• The exercise: Turn everything from the start of the listing below down to the line containing "920, 75, 937, 94" into a JSON list of strings, one per line, skipping blank lines.

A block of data

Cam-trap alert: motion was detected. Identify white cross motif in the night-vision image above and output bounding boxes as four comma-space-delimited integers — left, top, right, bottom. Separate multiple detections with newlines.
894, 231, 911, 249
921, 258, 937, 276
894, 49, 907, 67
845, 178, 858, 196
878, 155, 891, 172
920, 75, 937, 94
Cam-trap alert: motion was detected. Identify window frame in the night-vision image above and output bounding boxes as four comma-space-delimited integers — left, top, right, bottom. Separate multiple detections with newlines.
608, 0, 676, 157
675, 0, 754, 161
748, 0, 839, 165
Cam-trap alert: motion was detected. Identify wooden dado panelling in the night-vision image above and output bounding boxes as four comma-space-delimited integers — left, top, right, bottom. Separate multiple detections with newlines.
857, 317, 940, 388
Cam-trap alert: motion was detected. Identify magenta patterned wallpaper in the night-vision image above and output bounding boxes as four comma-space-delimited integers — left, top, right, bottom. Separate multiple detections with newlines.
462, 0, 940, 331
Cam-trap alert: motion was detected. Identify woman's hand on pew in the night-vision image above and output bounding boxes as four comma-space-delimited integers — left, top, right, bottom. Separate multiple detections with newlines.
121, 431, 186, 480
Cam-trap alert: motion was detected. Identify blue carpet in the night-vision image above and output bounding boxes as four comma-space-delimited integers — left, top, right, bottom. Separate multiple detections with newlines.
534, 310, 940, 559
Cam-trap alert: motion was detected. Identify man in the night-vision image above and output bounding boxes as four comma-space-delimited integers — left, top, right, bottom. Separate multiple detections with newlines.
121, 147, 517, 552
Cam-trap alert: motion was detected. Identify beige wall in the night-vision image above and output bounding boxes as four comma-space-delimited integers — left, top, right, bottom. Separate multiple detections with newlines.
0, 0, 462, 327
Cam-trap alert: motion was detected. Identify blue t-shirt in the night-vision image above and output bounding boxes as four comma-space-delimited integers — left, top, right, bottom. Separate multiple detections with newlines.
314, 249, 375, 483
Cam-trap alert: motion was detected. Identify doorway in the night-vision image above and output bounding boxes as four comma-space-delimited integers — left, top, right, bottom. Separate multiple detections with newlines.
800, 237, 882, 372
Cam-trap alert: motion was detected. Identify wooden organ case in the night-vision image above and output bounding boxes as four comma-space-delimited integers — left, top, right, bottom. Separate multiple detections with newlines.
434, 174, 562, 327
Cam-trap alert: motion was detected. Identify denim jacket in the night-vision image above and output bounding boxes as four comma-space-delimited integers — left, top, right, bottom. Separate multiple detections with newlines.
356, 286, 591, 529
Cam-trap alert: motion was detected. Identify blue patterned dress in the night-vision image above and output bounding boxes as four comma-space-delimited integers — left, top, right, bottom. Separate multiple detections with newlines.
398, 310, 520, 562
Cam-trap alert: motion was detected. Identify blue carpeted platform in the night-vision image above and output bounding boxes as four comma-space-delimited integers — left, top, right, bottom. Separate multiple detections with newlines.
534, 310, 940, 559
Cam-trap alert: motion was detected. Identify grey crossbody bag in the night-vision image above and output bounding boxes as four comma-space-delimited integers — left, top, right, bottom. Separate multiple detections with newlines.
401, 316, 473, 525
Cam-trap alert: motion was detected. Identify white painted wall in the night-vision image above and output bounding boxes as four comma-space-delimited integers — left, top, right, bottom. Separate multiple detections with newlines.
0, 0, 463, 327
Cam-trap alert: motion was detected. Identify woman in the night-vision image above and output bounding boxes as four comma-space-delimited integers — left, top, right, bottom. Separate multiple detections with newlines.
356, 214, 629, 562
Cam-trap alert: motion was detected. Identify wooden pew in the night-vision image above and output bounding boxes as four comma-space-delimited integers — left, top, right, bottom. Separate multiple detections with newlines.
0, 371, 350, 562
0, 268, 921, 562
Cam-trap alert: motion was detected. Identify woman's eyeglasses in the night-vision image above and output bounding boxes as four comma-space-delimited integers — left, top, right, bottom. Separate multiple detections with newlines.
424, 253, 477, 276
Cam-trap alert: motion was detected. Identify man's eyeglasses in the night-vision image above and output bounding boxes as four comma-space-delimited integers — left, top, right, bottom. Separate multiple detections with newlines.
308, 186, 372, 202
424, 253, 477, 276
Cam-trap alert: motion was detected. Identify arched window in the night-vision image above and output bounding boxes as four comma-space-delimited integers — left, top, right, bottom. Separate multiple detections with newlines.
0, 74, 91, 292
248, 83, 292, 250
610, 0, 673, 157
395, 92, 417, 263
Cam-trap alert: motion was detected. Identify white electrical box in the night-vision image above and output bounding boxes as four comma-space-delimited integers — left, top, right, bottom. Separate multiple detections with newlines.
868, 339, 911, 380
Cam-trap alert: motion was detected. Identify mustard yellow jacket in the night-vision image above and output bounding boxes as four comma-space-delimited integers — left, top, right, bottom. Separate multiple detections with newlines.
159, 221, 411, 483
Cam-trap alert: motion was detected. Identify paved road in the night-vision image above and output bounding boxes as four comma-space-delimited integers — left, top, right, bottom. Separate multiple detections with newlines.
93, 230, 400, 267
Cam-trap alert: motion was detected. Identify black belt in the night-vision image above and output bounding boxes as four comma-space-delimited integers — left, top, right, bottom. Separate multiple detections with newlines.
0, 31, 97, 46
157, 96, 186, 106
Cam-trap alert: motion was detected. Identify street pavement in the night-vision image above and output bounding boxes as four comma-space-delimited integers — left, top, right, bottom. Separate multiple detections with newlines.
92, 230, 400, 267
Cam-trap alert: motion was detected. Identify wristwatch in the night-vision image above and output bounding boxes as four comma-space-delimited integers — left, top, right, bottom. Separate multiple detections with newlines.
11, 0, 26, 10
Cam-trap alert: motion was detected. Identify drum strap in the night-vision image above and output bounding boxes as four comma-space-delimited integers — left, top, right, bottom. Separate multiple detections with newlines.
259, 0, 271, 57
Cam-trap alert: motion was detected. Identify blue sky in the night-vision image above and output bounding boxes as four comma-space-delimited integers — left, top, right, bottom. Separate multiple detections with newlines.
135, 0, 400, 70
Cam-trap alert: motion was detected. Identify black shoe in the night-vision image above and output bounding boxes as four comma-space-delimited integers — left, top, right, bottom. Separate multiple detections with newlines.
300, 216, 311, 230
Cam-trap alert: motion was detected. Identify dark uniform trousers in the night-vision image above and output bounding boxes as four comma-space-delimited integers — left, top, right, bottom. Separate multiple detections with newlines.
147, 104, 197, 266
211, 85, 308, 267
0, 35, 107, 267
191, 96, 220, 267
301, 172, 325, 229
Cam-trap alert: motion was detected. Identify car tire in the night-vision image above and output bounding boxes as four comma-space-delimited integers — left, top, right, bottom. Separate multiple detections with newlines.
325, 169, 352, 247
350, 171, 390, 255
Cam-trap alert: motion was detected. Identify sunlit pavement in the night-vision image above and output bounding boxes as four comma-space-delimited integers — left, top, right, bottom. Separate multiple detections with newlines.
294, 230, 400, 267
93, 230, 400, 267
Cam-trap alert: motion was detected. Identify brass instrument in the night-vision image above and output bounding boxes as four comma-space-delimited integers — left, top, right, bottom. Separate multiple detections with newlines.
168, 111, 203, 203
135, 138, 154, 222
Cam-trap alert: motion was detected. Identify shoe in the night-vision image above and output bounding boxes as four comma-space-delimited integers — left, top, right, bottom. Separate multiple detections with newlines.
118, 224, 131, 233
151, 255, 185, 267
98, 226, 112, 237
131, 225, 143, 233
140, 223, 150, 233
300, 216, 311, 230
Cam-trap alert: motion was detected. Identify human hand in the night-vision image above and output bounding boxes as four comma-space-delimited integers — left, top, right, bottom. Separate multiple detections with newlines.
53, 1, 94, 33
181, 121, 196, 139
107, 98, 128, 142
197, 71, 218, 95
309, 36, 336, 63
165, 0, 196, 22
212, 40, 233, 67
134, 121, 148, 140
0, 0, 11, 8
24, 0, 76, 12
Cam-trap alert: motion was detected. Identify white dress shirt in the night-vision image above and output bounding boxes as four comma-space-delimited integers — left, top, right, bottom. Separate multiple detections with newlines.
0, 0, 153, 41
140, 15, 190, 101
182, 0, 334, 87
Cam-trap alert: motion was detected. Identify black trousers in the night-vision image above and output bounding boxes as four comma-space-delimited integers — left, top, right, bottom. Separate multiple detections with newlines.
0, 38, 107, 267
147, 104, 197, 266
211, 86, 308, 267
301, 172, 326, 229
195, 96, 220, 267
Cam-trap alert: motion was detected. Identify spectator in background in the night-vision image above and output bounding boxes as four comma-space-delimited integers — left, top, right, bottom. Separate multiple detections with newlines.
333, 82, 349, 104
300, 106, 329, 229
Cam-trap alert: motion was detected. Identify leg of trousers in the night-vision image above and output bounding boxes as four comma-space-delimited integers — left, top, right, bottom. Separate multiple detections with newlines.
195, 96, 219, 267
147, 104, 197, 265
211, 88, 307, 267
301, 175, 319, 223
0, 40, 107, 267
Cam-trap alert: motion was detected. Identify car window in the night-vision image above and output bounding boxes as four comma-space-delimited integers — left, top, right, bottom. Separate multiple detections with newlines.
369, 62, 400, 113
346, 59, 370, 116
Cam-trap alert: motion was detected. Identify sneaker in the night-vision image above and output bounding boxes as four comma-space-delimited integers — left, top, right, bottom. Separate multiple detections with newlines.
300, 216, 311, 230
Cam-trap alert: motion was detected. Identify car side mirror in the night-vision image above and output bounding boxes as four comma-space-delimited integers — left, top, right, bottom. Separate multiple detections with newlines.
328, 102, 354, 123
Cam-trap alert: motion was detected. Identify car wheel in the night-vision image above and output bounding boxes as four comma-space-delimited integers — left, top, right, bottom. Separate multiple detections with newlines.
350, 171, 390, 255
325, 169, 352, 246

• Task result:
[
  "Cam-trap alert: motion was detected. Identify white cross motif in the night-vision image above and output bounding boxes as four comma-space-delimited integers — left, top, right, bottom. Separate multiple detections with newlines.",
  "894, 231, 911, 249",
  "921, 258, 937, 276",
  "894, 49, 907, 67",
  "845, 178, 858, 196",
  "878, 155, 891, 172",
  "920, 75, 937, 94"
]